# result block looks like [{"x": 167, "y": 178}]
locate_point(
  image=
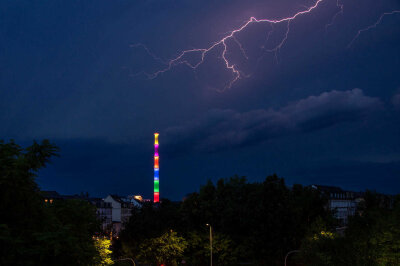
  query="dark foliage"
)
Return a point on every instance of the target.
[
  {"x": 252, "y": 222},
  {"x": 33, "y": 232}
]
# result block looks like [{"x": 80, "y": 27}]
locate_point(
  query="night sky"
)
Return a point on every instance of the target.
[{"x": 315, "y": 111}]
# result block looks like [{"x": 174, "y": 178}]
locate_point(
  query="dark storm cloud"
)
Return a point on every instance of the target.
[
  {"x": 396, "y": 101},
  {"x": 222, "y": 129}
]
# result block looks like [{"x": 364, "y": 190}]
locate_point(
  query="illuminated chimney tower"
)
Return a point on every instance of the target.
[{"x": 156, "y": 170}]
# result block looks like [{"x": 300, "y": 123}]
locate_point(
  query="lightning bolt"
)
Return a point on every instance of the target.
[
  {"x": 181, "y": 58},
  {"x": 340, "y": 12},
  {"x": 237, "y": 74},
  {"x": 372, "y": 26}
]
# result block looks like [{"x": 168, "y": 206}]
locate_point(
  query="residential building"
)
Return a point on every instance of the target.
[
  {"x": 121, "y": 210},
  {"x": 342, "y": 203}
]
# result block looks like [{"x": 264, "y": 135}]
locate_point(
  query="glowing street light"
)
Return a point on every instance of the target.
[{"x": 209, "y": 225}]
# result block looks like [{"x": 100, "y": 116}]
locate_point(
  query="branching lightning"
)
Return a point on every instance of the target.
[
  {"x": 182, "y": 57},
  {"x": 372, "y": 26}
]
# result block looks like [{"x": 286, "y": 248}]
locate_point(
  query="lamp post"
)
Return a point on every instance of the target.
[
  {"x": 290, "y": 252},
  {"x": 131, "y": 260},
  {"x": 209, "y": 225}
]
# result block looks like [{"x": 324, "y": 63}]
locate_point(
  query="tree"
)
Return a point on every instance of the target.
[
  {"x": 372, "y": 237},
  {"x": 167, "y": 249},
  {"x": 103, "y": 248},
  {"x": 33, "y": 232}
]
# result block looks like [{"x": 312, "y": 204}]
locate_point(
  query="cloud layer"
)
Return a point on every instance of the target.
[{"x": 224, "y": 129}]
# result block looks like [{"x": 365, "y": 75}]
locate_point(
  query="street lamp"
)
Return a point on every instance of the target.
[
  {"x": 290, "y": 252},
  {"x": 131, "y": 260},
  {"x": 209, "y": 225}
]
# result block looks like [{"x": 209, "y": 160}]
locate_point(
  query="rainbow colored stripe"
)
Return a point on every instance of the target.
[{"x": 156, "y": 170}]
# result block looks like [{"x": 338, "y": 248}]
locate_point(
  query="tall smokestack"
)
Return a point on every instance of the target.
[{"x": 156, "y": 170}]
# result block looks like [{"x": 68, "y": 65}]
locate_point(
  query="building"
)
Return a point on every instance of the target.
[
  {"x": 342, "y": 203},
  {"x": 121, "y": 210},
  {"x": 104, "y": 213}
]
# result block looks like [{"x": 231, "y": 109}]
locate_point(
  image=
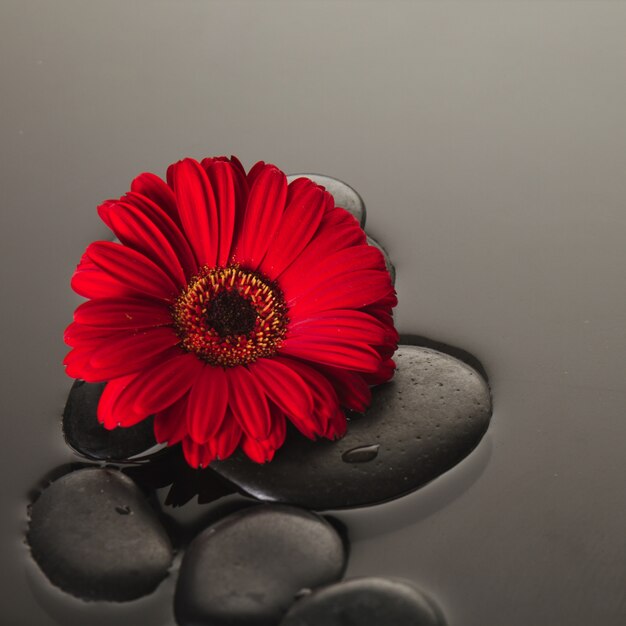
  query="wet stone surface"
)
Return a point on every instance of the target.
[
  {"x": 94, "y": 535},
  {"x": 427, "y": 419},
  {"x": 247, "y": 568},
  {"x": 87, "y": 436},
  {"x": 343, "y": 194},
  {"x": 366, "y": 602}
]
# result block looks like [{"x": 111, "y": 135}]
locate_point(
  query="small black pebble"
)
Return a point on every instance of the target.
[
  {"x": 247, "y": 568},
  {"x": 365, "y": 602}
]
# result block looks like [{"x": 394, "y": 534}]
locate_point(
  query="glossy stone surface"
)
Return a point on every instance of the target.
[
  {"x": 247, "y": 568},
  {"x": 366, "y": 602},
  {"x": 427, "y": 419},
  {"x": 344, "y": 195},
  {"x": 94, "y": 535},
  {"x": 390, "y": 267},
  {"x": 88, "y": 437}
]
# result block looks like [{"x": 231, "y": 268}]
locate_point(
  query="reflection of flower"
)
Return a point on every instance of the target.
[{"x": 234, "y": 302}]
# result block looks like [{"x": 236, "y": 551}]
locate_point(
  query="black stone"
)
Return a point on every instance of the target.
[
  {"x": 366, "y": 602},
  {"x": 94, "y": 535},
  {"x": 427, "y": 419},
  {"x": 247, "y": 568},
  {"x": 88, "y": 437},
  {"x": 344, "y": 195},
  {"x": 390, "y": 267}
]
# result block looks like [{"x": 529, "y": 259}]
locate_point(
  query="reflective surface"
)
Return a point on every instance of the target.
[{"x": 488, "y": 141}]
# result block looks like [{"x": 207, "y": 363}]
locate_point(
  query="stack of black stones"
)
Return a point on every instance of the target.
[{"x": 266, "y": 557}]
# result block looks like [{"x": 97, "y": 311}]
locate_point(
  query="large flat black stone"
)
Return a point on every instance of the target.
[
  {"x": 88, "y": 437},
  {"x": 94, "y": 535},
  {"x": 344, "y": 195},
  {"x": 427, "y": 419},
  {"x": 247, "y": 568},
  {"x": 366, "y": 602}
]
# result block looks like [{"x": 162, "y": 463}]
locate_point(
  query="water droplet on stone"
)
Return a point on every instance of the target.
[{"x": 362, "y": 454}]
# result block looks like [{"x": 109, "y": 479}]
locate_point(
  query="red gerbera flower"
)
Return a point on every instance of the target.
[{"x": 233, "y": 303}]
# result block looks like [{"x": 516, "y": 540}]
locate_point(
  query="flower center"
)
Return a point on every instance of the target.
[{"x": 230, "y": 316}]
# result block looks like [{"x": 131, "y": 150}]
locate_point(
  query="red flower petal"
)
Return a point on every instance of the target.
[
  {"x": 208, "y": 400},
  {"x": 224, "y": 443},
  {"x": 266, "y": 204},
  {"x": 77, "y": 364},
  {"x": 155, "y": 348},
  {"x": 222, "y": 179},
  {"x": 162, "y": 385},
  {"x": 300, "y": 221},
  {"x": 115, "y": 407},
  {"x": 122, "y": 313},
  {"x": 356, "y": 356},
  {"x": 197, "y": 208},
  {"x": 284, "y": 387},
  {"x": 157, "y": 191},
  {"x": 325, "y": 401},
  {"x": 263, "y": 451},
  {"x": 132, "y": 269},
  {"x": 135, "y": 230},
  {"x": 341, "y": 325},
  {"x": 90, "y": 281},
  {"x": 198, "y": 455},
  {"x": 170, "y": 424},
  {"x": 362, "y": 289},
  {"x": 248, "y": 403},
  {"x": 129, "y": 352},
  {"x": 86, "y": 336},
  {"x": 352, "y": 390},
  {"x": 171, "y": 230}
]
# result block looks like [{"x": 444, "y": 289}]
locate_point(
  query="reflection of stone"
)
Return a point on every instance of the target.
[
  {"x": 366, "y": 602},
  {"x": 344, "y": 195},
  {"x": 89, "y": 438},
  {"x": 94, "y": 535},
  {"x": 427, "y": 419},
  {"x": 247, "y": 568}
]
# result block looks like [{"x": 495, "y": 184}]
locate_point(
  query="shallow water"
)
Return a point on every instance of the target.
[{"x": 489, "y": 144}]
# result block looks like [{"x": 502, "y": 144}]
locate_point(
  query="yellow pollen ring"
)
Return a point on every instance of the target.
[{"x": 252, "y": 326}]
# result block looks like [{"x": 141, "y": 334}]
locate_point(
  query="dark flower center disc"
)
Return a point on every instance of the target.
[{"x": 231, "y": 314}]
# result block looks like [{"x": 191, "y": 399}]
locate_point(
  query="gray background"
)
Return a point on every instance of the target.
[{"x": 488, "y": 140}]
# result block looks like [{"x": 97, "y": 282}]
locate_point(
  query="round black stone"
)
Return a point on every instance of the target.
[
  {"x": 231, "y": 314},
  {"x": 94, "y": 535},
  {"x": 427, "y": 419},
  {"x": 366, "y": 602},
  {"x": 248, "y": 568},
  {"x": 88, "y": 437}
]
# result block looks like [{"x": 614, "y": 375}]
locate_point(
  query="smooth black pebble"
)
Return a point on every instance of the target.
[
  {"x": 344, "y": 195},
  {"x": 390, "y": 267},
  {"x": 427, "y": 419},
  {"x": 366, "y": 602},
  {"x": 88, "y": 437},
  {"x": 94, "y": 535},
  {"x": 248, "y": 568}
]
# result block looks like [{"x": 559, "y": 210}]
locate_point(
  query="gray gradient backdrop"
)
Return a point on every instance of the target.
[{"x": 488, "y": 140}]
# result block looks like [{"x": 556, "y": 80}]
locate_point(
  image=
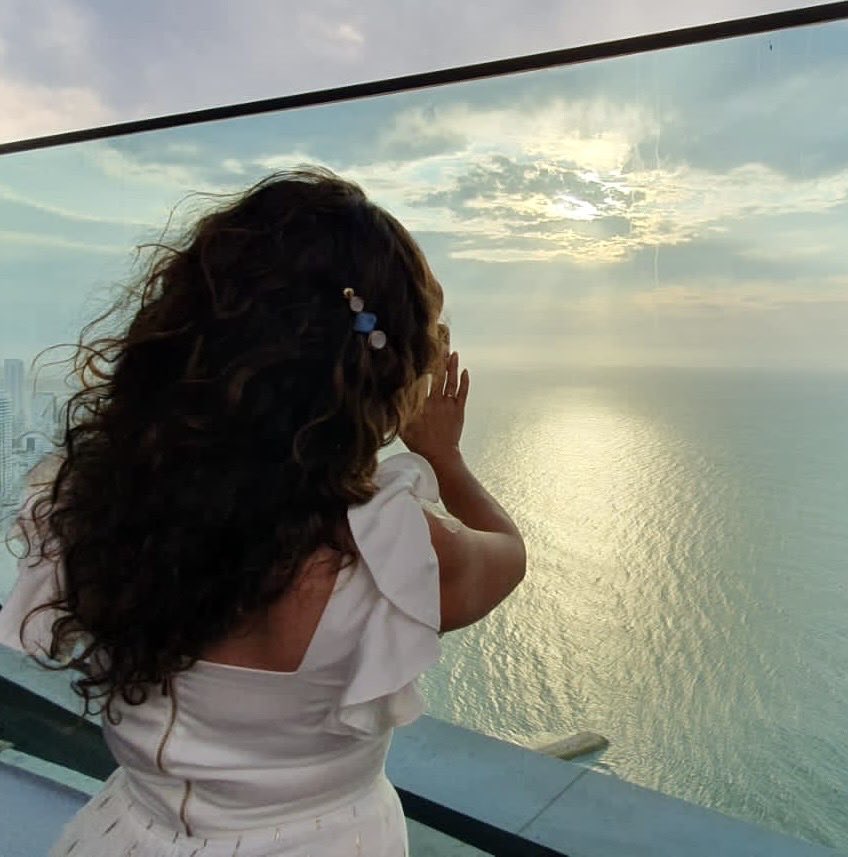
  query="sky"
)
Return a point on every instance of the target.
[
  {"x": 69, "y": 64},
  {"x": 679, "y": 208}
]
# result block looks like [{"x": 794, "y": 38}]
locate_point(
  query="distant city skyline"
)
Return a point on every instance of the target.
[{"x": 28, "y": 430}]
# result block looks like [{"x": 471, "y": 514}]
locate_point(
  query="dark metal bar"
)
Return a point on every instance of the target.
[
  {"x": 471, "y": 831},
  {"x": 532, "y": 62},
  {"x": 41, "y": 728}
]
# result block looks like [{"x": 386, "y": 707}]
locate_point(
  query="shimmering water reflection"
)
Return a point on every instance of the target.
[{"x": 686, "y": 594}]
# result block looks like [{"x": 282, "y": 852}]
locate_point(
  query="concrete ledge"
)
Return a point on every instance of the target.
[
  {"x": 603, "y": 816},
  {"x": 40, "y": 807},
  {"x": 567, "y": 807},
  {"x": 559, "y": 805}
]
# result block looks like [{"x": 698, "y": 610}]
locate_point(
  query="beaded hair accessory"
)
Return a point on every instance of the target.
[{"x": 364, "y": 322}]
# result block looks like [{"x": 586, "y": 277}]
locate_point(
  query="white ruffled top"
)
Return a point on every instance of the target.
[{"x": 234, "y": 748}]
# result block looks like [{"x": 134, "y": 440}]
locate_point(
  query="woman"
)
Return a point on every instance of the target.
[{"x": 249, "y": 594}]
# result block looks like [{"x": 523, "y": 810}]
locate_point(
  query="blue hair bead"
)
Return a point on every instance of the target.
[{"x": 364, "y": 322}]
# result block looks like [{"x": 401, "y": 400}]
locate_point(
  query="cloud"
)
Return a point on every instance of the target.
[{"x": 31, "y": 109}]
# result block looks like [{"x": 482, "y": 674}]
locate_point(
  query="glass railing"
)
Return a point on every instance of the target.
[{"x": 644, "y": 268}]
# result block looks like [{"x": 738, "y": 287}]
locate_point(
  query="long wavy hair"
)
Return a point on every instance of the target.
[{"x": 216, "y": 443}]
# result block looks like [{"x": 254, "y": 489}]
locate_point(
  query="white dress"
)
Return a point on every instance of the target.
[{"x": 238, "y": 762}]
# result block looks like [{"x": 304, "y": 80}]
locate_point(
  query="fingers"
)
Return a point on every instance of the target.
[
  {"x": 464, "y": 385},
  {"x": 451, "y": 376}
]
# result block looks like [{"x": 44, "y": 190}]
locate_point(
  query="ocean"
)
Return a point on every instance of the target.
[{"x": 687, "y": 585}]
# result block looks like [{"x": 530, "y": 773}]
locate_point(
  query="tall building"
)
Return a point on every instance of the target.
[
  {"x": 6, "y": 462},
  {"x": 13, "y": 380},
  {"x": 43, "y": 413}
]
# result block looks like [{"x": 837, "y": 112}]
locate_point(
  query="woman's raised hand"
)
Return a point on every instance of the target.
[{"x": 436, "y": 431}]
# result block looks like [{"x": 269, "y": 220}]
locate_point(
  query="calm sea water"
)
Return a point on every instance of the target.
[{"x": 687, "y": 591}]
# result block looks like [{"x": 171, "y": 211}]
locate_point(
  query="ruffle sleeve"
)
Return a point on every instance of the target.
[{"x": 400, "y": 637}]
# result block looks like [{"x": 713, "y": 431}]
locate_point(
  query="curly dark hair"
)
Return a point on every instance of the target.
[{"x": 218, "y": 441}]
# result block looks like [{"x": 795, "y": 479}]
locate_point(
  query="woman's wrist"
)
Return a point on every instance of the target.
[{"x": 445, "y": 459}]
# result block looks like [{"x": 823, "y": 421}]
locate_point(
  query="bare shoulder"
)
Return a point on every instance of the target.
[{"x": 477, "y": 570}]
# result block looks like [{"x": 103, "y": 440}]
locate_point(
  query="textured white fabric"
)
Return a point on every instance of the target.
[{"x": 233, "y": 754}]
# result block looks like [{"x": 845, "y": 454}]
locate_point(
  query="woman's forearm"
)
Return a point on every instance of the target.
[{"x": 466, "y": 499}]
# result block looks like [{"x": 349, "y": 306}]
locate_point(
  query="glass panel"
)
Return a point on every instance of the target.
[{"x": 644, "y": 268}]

● Exercise details: Locate every line in the entries above that contains the string "tall", matching case exactly, and copy each of those lines.

● Answer to the problem:
  query="tall smokestack"
  query="tall building"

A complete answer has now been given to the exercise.